## [OBJECTIVE 1]
Copy the segmentation rows word for word, starting at the first row and ending with the line that contains "Give the outline of every instance of the white cream".

## [EXTRACTED TEXT]

# Well, I said I was done with Peppermills for awhile...



## Alan Sweet (Jul 17, 2015)

... not ...

The spalted mills sell well and the Spetraply Mill will probably go early too.

Both mills are 10". The splated mill is a version of 8" versions I have done before.

Reactions: Like 6 | EyeCandy! 4 | Way Cool 5 | +Karma 1


----------



## Jerry B (Jul 17, 2015)

they both look nice, but that spectraply is outstanding 
when I put Spectraply Pm's in the local stores, they don't last 2 weekends and they're gone, people love the look


----------



## TimR (Jul 17, 2015)

Yep, like Jerry said, both very nice and the spectraply is indeed outstanding.


----------



## barry richardson (Jul 17, 2015)

I love the wood and shape on both of em...


----------



## ironman123 (Jul 17, 2015)

Good looking mills.


----------



## manbuckwal (Jul 17, 2015)

## [OBJECTIVE 2]
List the usernames of everyone who posted in the peppermill thread.

[Excerpts from segmentation records]

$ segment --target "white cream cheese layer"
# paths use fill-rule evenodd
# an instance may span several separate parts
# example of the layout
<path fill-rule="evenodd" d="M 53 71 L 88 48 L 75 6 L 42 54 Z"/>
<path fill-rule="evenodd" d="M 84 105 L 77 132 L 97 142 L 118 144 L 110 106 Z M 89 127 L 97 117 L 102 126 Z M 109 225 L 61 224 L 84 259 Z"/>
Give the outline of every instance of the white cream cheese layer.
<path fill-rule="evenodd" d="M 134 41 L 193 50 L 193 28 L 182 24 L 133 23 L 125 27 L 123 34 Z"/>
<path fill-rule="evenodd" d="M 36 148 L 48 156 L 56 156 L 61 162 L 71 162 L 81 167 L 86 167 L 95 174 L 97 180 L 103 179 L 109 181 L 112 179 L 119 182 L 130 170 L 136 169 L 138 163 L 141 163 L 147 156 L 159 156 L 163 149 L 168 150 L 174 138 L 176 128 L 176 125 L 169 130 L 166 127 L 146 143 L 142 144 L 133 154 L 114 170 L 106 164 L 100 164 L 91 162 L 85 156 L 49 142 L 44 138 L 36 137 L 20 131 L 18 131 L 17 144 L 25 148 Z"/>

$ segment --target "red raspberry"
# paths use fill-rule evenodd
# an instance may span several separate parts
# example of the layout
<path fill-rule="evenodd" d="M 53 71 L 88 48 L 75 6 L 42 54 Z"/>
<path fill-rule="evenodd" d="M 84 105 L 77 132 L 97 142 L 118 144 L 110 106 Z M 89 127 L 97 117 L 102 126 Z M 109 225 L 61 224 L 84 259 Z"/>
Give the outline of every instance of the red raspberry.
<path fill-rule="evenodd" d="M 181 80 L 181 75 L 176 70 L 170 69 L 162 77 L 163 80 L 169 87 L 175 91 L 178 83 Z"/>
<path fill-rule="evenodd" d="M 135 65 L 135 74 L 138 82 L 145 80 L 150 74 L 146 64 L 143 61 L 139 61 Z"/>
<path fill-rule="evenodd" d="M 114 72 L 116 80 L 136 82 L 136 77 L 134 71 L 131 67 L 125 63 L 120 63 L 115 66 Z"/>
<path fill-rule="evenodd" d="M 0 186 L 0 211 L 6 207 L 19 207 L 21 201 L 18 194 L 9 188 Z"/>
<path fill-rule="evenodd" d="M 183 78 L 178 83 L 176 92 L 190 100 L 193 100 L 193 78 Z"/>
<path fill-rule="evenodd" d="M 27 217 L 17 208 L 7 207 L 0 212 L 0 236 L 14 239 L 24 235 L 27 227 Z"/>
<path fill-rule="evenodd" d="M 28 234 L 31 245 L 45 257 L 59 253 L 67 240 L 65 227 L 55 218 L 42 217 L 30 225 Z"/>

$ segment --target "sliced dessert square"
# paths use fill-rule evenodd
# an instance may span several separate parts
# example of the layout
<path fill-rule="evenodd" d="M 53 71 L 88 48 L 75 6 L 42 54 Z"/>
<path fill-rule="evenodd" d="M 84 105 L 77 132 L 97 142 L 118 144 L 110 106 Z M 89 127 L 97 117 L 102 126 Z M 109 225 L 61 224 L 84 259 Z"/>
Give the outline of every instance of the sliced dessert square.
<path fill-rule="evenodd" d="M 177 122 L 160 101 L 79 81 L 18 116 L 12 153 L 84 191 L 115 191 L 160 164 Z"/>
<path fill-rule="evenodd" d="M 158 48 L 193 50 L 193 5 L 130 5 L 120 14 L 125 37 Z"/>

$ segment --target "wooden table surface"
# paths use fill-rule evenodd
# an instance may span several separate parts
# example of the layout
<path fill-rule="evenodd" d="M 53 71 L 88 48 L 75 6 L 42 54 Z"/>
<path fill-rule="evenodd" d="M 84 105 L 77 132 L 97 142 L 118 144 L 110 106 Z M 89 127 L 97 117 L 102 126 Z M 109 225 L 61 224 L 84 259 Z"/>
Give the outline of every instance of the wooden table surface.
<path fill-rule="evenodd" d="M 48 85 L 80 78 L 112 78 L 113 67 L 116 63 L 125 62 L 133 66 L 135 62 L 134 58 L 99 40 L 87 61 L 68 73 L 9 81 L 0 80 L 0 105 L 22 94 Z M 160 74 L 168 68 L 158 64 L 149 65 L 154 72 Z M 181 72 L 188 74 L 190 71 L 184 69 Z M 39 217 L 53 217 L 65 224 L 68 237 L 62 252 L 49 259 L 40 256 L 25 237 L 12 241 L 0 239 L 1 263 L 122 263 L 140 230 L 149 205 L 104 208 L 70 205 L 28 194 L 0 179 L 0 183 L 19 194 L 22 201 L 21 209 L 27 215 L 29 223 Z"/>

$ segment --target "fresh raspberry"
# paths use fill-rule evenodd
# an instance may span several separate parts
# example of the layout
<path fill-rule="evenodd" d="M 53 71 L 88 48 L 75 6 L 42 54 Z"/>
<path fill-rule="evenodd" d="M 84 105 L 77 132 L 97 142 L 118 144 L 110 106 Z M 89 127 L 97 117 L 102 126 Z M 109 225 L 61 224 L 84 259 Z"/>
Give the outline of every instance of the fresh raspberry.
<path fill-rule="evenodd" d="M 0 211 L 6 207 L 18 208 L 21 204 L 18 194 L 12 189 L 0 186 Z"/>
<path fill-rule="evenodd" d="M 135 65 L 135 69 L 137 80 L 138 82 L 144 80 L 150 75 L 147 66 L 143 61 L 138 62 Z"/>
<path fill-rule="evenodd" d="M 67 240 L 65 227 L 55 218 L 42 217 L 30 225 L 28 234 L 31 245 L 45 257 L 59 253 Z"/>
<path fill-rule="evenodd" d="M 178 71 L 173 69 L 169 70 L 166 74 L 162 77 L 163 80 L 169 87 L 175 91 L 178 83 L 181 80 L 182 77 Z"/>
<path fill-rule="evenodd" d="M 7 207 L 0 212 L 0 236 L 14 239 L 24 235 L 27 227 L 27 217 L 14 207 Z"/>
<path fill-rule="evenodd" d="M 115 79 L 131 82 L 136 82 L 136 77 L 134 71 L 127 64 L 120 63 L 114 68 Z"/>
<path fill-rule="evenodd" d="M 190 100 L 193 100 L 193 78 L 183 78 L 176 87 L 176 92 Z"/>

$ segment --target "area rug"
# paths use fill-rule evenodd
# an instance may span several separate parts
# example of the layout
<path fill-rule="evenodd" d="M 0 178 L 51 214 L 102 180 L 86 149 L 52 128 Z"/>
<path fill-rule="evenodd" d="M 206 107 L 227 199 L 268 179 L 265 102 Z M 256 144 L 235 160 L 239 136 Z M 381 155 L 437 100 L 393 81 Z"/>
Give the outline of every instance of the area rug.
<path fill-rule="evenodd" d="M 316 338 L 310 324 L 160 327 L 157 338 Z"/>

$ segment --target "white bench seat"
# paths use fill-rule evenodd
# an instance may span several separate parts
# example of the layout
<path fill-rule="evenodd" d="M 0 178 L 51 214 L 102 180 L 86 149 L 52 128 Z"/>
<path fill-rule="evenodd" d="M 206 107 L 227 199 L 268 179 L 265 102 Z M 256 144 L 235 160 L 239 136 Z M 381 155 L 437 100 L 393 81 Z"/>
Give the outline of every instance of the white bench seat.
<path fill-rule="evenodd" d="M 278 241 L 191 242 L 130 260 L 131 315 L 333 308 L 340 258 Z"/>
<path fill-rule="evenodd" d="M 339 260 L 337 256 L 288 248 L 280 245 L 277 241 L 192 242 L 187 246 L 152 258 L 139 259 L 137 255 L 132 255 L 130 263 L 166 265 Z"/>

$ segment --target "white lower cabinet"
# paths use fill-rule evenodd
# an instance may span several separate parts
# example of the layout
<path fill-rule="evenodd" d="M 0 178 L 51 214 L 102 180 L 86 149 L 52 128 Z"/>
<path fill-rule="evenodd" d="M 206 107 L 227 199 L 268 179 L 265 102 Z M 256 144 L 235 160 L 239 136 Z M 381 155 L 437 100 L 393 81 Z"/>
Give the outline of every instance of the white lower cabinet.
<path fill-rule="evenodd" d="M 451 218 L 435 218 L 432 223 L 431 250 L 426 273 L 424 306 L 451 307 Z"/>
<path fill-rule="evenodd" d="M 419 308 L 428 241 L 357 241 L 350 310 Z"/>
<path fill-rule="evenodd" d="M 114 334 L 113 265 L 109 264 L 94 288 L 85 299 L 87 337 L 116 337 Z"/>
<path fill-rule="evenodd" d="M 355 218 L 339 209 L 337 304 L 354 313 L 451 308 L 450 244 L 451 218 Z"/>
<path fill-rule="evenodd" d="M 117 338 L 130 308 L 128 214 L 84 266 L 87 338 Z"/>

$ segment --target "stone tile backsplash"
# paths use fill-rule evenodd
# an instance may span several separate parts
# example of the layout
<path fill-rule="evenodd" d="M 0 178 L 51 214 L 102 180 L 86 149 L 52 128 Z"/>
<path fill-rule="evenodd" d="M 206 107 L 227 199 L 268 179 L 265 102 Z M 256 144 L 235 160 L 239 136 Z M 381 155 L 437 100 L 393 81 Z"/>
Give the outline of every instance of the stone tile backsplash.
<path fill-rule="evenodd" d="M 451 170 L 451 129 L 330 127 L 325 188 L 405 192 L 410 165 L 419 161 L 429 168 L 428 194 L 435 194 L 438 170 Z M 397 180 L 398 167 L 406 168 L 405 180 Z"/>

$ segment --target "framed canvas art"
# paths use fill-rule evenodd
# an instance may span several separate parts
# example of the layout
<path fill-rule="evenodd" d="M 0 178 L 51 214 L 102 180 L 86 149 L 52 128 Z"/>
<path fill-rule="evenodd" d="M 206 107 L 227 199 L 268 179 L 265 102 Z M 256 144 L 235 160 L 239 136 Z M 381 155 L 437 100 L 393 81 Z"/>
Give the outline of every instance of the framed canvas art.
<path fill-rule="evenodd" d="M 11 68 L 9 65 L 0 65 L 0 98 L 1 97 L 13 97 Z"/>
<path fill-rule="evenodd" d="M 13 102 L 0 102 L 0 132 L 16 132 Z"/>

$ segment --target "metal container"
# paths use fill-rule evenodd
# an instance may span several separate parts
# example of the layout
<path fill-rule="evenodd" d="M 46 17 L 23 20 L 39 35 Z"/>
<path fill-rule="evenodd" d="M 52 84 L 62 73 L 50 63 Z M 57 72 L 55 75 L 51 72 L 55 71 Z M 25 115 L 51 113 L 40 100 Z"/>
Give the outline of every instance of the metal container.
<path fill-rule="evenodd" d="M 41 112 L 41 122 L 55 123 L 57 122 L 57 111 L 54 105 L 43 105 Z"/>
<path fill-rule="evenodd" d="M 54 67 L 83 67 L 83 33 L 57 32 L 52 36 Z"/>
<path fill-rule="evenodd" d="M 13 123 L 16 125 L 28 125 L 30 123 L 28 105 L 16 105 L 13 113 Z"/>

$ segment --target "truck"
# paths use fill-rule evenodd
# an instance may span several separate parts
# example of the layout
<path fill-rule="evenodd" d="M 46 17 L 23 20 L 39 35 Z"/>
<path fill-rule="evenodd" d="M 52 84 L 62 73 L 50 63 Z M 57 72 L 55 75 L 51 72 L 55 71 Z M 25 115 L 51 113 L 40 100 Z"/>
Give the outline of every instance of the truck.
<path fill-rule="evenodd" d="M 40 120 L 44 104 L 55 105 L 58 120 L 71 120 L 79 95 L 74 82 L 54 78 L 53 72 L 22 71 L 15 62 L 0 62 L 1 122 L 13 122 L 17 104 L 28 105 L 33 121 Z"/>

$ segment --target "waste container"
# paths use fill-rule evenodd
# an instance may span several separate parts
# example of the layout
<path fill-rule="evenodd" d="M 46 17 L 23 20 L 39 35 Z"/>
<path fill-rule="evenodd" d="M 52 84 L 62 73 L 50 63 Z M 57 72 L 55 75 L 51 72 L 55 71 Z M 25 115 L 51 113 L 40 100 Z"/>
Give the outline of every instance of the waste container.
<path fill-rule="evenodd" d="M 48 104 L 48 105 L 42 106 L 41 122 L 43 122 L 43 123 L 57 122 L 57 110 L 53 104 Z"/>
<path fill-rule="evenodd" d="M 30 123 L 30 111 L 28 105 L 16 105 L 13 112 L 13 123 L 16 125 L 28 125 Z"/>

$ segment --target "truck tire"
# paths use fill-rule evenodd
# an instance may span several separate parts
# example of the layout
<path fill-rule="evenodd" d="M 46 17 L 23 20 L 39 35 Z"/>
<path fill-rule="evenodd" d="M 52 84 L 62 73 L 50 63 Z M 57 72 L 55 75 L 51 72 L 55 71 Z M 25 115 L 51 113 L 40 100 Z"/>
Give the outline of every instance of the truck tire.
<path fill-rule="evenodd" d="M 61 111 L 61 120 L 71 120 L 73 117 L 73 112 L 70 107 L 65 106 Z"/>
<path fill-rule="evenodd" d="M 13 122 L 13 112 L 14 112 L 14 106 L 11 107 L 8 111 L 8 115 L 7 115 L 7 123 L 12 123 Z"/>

## [WORKED SOLUTION 1]
$ segment --target "white cream cheese layer"
# paths use fill-rule evenodd
# an instance may span several separate parts
# example of the layout
<path fill-rule="evenodd" d="M 53 71 L 88 48 L 75 6 L 42 54 Z"/>
<path fill-rule="evenodd" d="M 84 105 L 77 132 L 97 142 L 118 144 L 110 106 Z M 89 127 L 97 117 L 102 126 Z M 109 225 L 61 224 L 84 259 Z"/>
Give the outline of every instance of the white cream cheese layer.

## [WORKED SOLUTION 2]
Alan Sweet, Jerry B, TimR, barry richardson, ironman123, manbuckwal